Show all lines below holding the string "baby".

* Dataset records
---+---

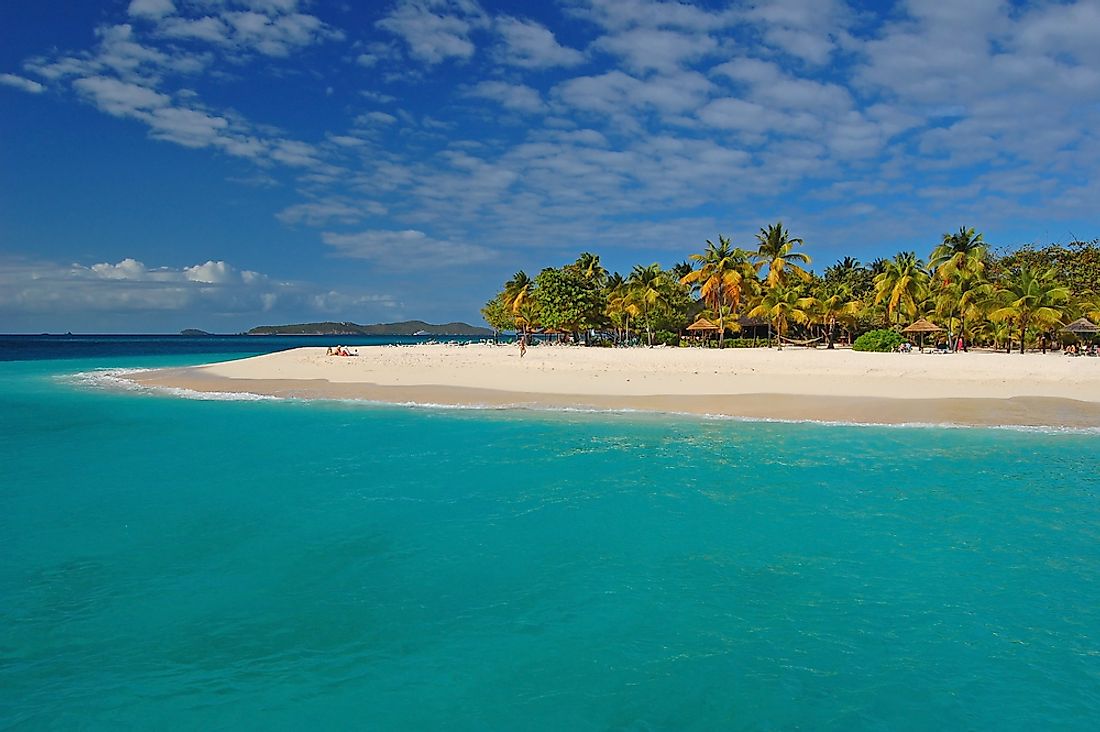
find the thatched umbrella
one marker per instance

---+---

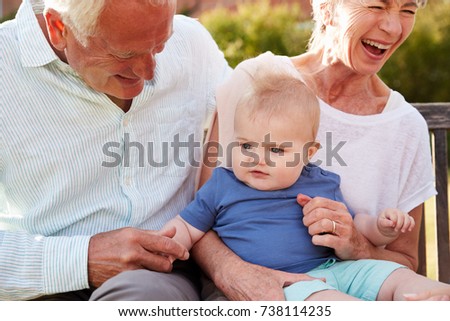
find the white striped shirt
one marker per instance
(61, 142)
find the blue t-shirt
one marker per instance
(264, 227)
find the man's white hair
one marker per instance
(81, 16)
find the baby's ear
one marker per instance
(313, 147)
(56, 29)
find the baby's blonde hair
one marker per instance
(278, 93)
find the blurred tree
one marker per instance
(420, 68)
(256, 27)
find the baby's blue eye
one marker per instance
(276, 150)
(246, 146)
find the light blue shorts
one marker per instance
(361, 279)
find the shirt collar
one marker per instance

---+---

* Result of the exercise
find the baby's ear
find the baby's blonde hair
find the baby's blue eye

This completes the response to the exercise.